EXERCISE AIM = Extract every line of the material below that contains the string "shirt". Matching is case-sensitive.

Image point annotation entries
— start —
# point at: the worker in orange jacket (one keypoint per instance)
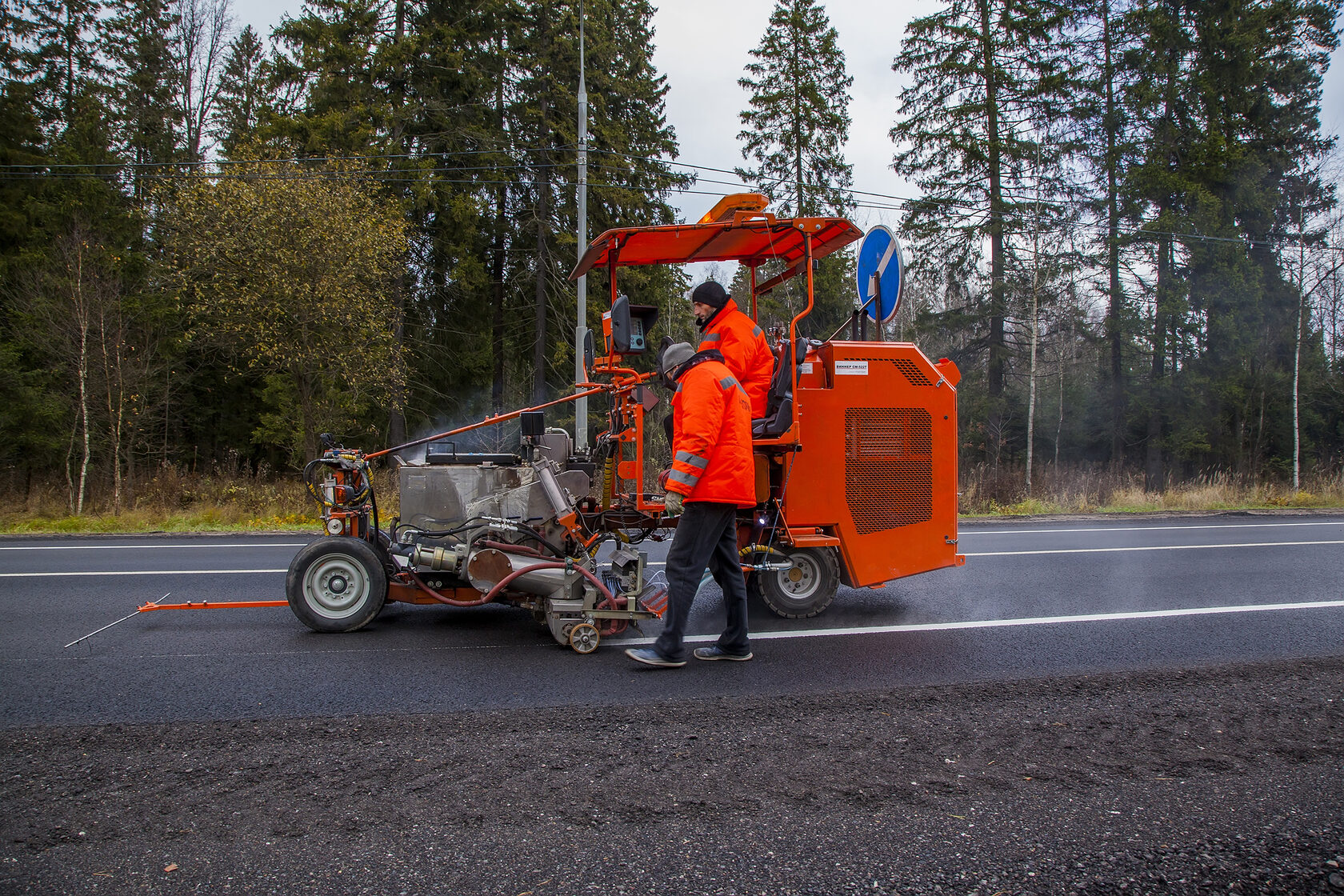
(713, 474)
(746, 352)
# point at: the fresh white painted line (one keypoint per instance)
(970, 528)
(49, 575)
(142, 547)
(1029, 621)
(1154, 547)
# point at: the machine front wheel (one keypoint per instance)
(806, 589)
(336, 585)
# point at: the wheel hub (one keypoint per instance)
(335, 586)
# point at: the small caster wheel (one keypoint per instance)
(583, 637)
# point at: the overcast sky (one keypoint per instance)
(703, 45)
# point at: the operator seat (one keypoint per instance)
(778, 403)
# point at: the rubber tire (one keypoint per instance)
(824, 569)
(314, 605)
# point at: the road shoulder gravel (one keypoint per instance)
(1222, 779)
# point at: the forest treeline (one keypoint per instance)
(217, 243)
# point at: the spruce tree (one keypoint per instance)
(134, 38)
(794, 136)
(243, 93)
(65, 58)
(794, 130)
(986, 71)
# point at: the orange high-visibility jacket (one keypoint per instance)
(745, 351)
(711, 434)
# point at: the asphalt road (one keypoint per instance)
(1035, 598)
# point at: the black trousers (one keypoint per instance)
(705, 536)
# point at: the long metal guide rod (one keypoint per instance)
(122, 619)
(488, 421)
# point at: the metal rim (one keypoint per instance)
(335, 586)
(583, 637)
(802, 581)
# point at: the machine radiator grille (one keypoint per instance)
(889, 468)
(903, 366)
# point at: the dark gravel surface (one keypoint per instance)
(1210, 781)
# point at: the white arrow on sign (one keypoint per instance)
(881, 269)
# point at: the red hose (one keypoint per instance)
(499, 587)
(438, 597)
(592, 578)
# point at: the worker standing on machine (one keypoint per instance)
(745, 350)
(714, 474)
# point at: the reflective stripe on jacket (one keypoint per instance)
(745, 351)
(711, 435)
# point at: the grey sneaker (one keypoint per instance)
(719, 653)
(650, 657)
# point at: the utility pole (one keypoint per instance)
(581, 405)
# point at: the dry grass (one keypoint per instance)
(1098, 490)
(223, 498)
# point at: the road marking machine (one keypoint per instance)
(855, 470)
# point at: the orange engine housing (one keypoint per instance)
(875, 466)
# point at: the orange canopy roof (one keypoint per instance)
(750, 238)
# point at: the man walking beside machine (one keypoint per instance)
(713, 476)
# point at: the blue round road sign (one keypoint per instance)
(879, 273)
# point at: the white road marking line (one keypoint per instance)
(1154, 547)
(142, 547)
(970, 528)
(1029, 621)
(34, 575)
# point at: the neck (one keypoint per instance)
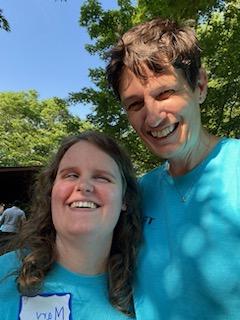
(181, 165)
(85, 258)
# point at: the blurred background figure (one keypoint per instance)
(10, 222)
(2, 206)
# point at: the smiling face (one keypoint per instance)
(164, 111)
(87, 195)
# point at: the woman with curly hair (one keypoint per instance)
(76, 253)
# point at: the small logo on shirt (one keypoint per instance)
(148, 219)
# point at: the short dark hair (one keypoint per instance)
(152, 45)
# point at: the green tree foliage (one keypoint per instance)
(30, 129)
(217, 25)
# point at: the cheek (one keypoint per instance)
(60, 193)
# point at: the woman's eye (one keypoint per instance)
(134, 106)
(165, 94)
(102, 179)
(71, 175)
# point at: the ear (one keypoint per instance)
(202, 85)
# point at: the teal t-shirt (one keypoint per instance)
(189, 264)
(65, 296)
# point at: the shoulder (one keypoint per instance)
(152, 175)
(230, 146)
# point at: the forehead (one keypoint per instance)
(86, 153)
(131, 84)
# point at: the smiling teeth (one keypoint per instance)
(83, 204)
(163, 132)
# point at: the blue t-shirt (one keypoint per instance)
(65, 295)
(189, 265)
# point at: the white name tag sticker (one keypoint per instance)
(46, 307)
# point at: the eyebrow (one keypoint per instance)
(130, 99)
(96, 171)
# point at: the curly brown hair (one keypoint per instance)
(36, 240)
(152, 45)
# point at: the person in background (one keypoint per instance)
(2, 206)
(189, 264)
(76, 252)
(11, 219)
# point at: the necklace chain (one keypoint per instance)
(184, 197)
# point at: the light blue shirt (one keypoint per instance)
(189, 265)
(86, 297)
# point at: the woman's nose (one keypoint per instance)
(85, 186)
(154, 113)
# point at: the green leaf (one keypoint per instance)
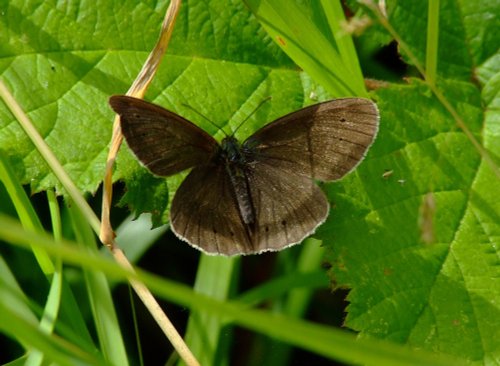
— end —
SOLUTION FOR THIS PROBLEM =
# point at: the small logo on shirt (one keypoint per instance)
# point at: the teal t-shirt (one keypoint per instance)
# point at: the blue t-shirt (one keypoint per instance)
# point at: the light blue shirt (one keypoint per instance)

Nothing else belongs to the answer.